Colaboración Levante-EMV 24/2/2015 "Basura desmenuzada"
"Basura desmenuzada"
Unos cuantos se acercan, a media mañana, a charlar con el
mendigo fijo de la puerta del Supercor de Eduardo Boscá, deben ser de la misma
nacionalidad. Llevan bicis tuneadas por el mismo diseñador. Detrás del sillín
hay un cajón de naranjas, de plástico rígido, casi siempre azul oscuro,
engarzado a la rueda con varillas de hierro agujereadas, de las que sujetan las
baldas de las estanterías metálicas industriales. Recorren incansables todas
las calles de todos los barrios. Se asoman a todos los contenedores, varias
veces al día. No se sabe muy bien dónde llevan lo recolectado. Hay muchísimos.
☆ ☆ ☆ ☆ ☆
**EJERCICIOS POR RESOLVER:**
1. Según la columna «Basura desmenuzada», ¿de qué color suele ser el cajón de naranjas que va detrás del sillín?
2. ¿Puedes citar tal cual el pasaje de la columna «Basura desmenuzada» que abre con las palabras que contienen "Colaboración Levante-EMV 24/2/2015" y cierra con "recolectado. Hay muchísimos."?
3. ¿Cómo seguiría la columna sobre los recolectores en bicicleta a partir de su última frase?

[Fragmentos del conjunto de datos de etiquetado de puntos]
☆ ☆ ☆ ☆ ☆
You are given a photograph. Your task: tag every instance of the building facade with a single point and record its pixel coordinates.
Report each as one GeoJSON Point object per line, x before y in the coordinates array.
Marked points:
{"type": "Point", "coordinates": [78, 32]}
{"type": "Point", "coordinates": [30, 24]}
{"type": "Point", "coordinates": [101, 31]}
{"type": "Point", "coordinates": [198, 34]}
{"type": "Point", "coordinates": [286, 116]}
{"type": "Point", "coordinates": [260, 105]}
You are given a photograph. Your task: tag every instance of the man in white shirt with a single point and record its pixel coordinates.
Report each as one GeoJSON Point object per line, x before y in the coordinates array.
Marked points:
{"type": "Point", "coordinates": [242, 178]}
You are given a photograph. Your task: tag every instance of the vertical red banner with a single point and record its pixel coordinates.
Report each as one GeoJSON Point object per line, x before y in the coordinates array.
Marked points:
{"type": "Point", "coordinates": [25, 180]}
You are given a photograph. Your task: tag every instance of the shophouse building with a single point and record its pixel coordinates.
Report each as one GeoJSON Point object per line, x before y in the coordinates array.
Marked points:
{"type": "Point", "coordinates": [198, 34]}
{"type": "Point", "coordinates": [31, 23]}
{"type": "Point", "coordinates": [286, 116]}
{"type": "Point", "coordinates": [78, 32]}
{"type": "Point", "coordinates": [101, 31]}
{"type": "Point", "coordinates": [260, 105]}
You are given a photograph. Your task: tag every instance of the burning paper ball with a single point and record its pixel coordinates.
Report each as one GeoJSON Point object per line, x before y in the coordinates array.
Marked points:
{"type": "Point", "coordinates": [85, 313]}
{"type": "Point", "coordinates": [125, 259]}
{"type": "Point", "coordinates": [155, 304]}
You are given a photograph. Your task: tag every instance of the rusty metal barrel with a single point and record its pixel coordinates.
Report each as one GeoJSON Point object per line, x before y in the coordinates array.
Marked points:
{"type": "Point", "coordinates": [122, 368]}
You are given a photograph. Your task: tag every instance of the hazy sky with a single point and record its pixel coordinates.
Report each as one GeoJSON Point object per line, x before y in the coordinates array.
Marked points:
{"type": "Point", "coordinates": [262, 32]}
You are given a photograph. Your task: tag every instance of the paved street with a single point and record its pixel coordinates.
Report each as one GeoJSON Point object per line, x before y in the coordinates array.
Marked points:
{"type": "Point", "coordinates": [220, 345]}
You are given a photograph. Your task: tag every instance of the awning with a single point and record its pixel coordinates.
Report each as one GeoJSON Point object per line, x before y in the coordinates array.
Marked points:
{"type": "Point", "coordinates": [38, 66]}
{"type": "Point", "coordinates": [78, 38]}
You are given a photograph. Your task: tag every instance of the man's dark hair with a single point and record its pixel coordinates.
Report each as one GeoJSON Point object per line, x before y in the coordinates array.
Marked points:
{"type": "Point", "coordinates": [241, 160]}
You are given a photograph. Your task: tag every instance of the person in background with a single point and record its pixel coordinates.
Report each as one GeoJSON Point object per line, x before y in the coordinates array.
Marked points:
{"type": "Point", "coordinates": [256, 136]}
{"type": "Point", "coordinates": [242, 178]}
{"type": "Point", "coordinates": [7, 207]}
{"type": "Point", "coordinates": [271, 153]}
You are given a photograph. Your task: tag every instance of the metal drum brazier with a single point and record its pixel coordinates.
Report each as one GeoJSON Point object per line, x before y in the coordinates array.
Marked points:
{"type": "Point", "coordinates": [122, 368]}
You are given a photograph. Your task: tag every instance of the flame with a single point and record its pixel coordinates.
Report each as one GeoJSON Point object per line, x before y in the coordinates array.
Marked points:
☆ ☆ ☆ ☆ ☆
**SOLUCIONES A CONTINUACIÓN:**
1. Casi siempre es azul oscuro.

2.
Colaboración Levante-EMV 24/2/2015 "Basura desmenuzada"
"Basura desmenuzada"
Unos cuantos se acercan, a media mañana, a charlar con el
mendigo fijo de la puerta del Supercor de Eduardo Boscá, deben ser de la misma
nacionalidad. Llevan bicis tuneadas por el mismo diseñador. Detrás del sillín
hay un cajón de naranjas, de plástico rígido, casi siempre azul oscuro,
engarzado a la rueda con varillas de hierro agujereadas, de las que sujetan las
baldas de las estanterías metálicas industriales. Recorren incansables todas
las calles de todos los barrios. Se asoman a todos los contenedores, varias
veces al día. No se sabe muy bien dónde llevan lo recolectado. Hay muchísimos.

3.
Las sociedades
occidentales son muy hipócritas con sus detritus, con sus desperdicios, con sus
sobras. Un ayuntamiento como el nuestro gasta decenas de millones de euros al
año para que tiremos lo que queramos a los contenedores y para que los vacíen
todos los días. A partir de ahí cerramos
los ojos y no queremos realmente saber qué pasa. Muchas ciudades intentan
racionalizar y abaratar la gestión de sus residuos. Casi siempre son batallas
perdidas. Al amparo de una falsa comodidad se mantiene la situación actual,
nada cambia y se difiere la búsqueda de soluciones.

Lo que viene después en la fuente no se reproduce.